** Start MATERIAL FOR THE TASK **
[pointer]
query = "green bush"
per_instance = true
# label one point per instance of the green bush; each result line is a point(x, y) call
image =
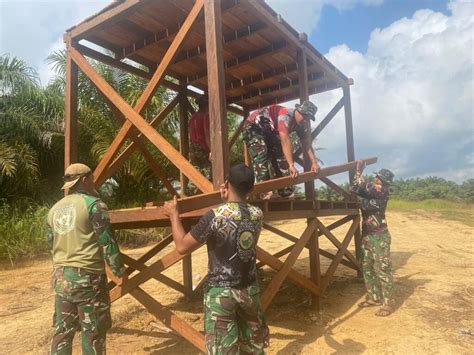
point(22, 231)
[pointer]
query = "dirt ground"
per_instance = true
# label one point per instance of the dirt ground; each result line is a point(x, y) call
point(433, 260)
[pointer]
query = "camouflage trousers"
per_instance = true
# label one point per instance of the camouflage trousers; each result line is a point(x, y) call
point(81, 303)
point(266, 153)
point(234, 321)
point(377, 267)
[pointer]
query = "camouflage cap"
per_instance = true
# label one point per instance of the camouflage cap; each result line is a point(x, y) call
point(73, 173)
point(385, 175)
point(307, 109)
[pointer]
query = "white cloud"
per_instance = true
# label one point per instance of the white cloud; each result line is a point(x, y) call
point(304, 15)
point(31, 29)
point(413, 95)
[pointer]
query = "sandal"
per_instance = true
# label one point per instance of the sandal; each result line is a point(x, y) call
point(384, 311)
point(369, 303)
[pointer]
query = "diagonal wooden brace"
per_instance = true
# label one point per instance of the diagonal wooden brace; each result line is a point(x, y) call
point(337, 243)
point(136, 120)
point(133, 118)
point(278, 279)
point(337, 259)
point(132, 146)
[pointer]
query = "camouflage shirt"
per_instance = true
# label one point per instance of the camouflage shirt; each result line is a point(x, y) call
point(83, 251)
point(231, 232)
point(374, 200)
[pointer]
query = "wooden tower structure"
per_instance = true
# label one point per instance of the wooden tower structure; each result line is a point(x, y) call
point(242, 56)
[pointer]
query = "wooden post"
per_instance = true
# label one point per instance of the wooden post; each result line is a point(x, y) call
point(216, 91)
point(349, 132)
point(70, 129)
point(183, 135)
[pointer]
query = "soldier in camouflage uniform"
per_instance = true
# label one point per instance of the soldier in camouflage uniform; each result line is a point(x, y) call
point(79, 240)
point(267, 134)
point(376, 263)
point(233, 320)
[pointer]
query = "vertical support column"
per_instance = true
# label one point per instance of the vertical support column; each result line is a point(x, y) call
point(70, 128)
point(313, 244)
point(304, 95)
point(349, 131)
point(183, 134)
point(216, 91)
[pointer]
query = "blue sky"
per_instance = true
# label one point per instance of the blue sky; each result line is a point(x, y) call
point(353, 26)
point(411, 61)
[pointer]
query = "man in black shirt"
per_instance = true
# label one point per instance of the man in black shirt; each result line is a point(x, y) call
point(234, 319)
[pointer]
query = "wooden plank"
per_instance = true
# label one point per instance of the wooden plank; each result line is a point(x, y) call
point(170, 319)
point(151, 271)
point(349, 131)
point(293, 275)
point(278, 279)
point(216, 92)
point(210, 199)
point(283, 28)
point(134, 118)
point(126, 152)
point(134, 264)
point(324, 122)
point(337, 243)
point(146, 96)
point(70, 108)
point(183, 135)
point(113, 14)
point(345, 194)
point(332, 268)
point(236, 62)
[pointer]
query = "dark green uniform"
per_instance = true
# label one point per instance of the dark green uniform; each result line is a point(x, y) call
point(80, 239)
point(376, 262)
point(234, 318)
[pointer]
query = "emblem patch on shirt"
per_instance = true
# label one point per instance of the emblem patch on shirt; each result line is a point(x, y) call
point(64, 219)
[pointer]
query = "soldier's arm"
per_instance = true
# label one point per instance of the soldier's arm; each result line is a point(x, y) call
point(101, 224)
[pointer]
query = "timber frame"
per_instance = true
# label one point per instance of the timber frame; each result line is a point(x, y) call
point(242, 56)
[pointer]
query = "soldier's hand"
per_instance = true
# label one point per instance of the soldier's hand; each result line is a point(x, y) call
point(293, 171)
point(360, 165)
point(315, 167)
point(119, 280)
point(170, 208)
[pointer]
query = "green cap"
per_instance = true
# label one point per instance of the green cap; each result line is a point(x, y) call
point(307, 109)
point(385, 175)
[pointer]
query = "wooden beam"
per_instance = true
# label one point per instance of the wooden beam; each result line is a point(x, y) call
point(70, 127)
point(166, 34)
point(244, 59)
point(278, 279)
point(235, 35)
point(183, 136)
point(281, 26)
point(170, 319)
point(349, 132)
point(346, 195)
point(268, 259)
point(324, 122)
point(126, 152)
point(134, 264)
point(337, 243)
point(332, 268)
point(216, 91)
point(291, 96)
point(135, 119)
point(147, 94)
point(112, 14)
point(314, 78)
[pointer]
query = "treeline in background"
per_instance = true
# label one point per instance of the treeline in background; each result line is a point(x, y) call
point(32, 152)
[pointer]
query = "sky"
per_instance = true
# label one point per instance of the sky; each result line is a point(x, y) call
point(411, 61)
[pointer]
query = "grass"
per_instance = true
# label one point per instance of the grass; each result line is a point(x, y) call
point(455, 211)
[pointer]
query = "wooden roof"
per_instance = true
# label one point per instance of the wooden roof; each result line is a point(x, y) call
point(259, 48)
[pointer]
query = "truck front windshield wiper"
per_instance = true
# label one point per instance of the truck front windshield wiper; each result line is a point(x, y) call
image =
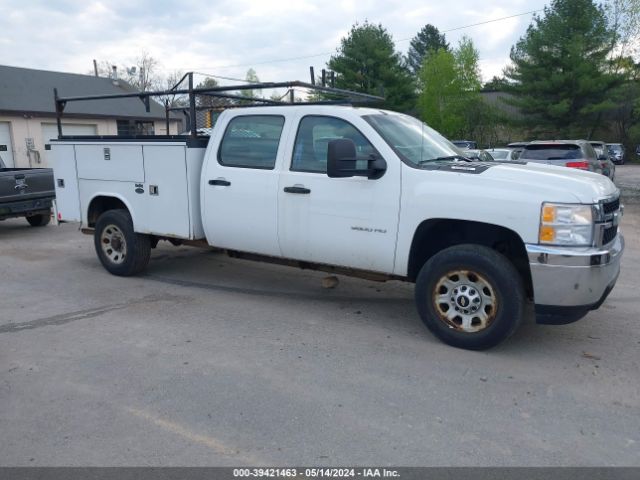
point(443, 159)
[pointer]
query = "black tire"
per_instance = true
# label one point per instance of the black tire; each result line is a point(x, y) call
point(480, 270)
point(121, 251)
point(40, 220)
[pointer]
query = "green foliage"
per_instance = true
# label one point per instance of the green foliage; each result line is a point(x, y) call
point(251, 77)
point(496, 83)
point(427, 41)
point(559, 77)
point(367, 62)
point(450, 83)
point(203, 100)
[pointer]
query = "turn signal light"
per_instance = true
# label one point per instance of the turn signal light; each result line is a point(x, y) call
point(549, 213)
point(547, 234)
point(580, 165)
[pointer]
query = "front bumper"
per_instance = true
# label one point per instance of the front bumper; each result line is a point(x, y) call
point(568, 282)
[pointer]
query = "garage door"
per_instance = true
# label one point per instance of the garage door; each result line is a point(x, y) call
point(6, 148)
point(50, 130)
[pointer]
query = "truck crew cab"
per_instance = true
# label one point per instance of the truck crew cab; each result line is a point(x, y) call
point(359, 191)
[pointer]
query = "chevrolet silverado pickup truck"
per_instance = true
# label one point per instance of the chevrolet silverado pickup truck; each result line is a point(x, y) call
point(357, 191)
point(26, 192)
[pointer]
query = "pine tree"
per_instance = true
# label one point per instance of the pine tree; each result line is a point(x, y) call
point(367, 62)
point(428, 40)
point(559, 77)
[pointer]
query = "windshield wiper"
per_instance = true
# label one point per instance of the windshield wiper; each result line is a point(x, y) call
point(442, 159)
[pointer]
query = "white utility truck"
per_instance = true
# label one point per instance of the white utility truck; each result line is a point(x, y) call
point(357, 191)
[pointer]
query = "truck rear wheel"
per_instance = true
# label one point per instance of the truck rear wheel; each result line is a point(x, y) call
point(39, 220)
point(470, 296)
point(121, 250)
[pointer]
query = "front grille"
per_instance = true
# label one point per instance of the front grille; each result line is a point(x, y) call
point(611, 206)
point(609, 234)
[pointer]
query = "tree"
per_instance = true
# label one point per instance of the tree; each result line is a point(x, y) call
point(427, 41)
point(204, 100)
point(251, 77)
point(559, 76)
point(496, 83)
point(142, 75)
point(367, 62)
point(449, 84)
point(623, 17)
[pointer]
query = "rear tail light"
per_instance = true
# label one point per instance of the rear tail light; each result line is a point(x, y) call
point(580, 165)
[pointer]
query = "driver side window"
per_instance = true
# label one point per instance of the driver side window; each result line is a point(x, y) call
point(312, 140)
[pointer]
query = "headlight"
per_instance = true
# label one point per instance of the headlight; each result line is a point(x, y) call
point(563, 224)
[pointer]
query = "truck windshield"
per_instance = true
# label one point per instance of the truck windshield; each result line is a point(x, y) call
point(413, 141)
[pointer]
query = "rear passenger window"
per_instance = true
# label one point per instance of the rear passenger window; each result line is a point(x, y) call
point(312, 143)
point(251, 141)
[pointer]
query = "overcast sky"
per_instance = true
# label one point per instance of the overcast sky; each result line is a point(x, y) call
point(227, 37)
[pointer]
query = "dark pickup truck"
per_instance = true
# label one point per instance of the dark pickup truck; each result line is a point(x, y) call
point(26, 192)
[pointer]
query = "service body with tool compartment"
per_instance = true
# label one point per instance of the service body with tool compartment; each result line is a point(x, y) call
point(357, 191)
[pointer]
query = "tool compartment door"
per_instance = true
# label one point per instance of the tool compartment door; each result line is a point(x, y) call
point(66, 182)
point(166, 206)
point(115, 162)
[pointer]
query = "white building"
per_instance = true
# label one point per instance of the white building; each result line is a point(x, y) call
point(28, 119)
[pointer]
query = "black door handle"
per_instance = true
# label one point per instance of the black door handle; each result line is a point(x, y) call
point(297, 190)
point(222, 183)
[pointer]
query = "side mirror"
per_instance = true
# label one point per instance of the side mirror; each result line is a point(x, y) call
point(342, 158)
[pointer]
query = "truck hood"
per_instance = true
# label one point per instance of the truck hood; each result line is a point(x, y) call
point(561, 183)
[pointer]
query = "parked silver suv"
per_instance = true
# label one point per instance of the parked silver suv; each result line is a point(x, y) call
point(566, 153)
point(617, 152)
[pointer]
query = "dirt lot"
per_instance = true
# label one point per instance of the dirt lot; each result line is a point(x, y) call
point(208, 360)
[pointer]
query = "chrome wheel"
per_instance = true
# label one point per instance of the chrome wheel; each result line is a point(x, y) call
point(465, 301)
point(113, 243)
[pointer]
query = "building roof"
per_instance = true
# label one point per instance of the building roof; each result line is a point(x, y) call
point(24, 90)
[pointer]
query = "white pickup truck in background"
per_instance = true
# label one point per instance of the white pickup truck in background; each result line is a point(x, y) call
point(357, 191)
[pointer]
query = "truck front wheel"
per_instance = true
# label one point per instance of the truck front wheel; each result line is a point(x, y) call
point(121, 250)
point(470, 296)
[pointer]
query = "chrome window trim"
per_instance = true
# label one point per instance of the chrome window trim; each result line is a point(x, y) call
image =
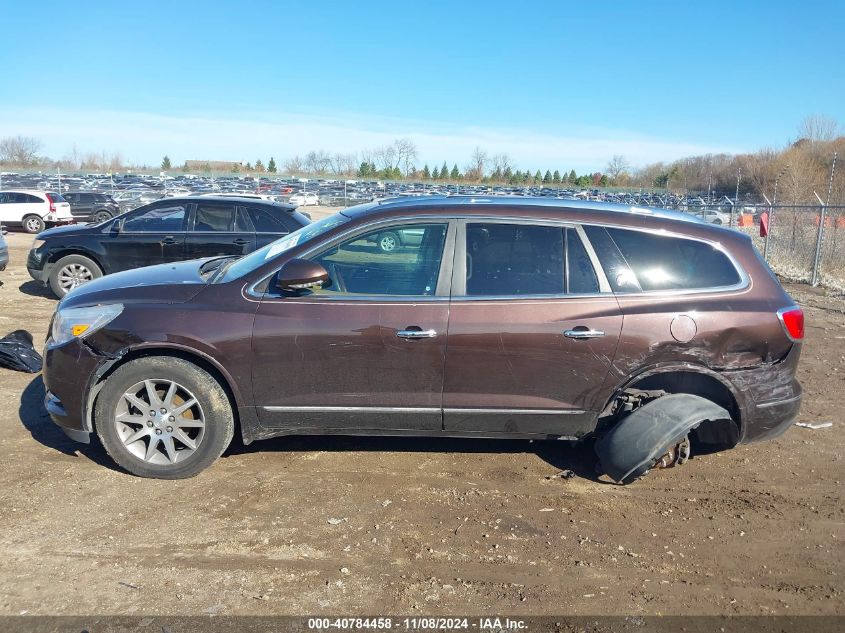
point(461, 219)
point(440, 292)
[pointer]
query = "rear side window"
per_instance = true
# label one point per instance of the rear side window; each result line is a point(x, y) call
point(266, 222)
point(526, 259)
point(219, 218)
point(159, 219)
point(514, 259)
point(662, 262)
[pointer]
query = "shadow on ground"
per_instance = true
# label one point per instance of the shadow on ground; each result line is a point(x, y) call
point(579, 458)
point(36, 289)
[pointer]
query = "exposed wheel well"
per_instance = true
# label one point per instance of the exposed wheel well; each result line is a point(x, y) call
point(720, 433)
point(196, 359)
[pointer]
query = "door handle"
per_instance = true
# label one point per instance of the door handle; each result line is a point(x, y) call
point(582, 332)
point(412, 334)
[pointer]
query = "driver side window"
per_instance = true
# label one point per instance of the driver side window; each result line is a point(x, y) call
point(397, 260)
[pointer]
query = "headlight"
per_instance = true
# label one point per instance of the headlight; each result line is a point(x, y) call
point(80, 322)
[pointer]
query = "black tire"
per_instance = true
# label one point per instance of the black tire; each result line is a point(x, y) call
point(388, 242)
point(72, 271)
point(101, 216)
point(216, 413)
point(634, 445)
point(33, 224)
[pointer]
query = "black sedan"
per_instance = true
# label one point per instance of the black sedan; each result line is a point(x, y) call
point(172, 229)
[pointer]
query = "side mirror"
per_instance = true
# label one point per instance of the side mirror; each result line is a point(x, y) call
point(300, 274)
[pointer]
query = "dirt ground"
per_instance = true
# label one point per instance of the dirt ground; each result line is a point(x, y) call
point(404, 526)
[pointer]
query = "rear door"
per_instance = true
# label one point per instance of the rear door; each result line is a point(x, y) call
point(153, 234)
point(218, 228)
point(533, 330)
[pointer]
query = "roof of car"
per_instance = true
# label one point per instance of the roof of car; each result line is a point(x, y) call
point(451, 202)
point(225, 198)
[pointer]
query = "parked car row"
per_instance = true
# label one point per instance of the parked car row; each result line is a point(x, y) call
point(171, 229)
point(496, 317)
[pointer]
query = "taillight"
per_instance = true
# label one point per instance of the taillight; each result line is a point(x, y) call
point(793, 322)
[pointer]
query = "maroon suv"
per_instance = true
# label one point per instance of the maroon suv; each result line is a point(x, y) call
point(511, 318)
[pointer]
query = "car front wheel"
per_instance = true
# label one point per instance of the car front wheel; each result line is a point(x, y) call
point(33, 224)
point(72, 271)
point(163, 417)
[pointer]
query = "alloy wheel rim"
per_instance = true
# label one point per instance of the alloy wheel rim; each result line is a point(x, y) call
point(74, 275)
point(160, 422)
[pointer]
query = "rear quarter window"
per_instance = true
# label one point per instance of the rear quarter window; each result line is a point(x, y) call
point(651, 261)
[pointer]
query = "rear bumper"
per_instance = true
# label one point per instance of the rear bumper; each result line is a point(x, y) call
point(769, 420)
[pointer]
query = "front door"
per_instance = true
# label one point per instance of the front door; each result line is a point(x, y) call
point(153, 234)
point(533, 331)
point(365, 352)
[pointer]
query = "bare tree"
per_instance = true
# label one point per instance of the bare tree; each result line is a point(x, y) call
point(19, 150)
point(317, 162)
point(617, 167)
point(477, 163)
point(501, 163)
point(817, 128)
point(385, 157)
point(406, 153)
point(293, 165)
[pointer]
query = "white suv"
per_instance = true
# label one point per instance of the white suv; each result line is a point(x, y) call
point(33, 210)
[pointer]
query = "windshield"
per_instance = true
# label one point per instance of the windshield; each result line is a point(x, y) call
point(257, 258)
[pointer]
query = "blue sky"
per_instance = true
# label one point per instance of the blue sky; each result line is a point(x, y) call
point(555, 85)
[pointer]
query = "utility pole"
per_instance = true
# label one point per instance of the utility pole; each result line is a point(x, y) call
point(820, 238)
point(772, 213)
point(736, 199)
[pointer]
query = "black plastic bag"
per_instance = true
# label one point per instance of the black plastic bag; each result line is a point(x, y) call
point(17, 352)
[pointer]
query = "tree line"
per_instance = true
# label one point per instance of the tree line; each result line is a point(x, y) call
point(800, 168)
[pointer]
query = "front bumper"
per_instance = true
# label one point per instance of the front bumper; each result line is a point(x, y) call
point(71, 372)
** End MATERIAL FOR THE TASK **
§ **WHAT IS ASKED**:
Print every line of the items, unchanged, from the very start up to and including the line with "point(433, 260)". Leave the pictures out.

§ **ANSWER FOR THE TASK**:
[pointer]
query = "green bush"
per_instance = true
# label one point per instance of the green bush; each result line is a point(x, y) call
image =
point(22, 231)
[pointer]
query = "dirt ground"
per_instance = true
# label one point per instance of the dirt ground; each result line is a point(x, y) call
point(433, 260)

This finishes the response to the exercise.